_Saved data entries_:
+ + + + +

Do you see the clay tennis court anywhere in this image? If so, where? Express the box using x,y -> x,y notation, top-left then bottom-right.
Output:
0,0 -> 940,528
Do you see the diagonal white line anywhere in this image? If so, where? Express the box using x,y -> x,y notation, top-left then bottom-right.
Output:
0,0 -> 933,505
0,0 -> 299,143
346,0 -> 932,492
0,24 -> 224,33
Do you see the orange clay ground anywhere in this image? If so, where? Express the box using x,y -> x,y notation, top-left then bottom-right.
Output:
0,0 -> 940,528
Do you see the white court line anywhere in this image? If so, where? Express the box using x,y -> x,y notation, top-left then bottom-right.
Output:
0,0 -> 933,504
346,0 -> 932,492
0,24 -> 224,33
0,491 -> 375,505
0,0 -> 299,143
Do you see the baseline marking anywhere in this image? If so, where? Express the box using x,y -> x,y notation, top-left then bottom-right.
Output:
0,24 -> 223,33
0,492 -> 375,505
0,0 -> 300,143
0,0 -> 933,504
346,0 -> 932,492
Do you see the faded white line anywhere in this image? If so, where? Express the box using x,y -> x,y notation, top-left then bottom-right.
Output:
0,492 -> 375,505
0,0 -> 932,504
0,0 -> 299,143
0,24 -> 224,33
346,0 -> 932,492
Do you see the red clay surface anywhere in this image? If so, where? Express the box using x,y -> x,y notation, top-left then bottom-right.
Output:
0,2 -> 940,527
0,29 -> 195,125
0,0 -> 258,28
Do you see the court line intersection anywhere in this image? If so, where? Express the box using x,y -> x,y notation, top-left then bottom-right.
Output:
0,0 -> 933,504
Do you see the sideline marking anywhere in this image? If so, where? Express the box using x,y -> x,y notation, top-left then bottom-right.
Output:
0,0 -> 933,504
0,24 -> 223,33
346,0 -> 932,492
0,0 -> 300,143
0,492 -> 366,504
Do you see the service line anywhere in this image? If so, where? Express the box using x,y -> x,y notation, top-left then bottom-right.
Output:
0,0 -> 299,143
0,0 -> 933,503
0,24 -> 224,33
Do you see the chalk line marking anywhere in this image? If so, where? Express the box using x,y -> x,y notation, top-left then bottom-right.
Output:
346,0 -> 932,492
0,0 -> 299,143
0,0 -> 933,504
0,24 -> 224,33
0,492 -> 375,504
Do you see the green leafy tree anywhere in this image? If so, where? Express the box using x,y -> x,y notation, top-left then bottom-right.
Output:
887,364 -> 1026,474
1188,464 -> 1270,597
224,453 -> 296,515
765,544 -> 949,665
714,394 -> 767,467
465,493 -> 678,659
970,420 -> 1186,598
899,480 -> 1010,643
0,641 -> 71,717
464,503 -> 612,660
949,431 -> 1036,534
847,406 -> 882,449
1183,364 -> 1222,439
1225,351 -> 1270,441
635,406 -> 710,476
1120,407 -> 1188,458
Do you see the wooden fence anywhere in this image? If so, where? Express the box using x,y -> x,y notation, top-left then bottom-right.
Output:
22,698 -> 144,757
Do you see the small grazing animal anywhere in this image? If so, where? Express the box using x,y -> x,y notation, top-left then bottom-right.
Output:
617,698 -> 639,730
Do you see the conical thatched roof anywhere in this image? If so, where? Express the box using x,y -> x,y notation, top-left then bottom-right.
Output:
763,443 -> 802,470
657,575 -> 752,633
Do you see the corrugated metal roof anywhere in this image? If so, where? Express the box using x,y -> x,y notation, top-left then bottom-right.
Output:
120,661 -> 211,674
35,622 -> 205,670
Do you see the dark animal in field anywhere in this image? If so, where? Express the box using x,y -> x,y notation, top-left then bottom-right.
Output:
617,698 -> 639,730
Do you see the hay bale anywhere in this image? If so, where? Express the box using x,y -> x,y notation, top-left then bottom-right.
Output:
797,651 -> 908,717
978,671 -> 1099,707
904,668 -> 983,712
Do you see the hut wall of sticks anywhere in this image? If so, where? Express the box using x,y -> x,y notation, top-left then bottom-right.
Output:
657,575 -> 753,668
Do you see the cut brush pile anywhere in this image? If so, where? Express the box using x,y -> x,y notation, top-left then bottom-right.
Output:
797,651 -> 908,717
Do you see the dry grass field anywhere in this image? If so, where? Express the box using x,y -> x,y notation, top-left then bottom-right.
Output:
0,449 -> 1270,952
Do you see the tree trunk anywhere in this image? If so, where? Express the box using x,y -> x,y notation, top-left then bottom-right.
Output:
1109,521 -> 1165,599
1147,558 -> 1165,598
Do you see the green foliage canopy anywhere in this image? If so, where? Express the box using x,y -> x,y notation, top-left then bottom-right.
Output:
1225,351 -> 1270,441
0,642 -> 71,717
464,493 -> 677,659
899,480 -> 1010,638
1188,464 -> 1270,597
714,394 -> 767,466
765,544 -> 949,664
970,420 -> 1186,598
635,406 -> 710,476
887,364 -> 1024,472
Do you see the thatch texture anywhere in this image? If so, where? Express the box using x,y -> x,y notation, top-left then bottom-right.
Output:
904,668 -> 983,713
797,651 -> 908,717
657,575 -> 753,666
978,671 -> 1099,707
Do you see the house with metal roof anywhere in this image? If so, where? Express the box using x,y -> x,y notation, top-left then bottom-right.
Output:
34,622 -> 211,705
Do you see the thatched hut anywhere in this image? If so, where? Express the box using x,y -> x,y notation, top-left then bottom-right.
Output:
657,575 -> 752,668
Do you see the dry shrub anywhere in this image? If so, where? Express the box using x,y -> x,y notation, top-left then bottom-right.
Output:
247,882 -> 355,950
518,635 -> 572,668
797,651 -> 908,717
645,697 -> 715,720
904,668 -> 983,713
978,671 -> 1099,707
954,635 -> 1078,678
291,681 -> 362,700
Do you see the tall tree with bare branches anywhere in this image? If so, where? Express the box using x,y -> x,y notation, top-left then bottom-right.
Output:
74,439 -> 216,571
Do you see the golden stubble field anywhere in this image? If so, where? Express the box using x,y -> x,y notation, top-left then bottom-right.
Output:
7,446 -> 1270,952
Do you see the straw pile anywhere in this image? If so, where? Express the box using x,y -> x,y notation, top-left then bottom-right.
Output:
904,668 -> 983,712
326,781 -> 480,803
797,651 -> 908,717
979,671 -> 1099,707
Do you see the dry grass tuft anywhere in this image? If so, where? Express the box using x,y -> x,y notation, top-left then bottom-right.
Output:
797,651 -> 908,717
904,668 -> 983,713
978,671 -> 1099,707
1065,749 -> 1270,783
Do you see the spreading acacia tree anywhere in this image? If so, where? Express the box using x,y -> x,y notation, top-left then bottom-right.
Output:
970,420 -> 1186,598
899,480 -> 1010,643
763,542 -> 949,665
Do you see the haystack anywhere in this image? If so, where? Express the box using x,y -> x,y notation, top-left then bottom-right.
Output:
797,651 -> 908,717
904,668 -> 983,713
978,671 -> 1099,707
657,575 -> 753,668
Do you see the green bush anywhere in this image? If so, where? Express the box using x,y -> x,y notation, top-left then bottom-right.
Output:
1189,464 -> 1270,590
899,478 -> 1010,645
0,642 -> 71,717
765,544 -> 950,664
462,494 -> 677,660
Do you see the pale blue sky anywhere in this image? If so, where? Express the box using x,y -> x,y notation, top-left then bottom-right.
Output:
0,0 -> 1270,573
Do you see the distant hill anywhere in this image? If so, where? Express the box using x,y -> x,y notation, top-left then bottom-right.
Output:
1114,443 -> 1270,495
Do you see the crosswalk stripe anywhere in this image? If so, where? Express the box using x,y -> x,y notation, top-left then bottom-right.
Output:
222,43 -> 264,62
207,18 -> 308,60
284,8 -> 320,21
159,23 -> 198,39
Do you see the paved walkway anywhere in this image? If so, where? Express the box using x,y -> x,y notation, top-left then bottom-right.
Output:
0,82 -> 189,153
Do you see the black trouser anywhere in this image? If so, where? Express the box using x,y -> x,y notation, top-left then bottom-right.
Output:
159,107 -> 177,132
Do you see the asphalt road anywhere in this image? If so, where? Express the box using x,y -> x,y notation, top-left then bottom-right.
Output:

+ + + + +

_WHAT TO WORK ON_:
Convert the part of the listing that opens with the line containing "Do you see the small" and closes with the line containing "657,575 -> 752,633" into a numbered list, one line per item, omitting any blank lines.

_SOLVED EXERCISE_:
1. Do you see the small grazing animal anywhere in this image? If so, where? Express the box using x,y -> x,y notation, top-left then bottom-right.
2. Output:
3. 617,698 -> 639,730
4. Do you see the conical thatched roof anywhere in this image? If so, where? Express the box using x,y -> x,y notation, top-left then bottom-right.
5. Output:
6. 763,443 -> 802,470
7. 657,575 -> 752,633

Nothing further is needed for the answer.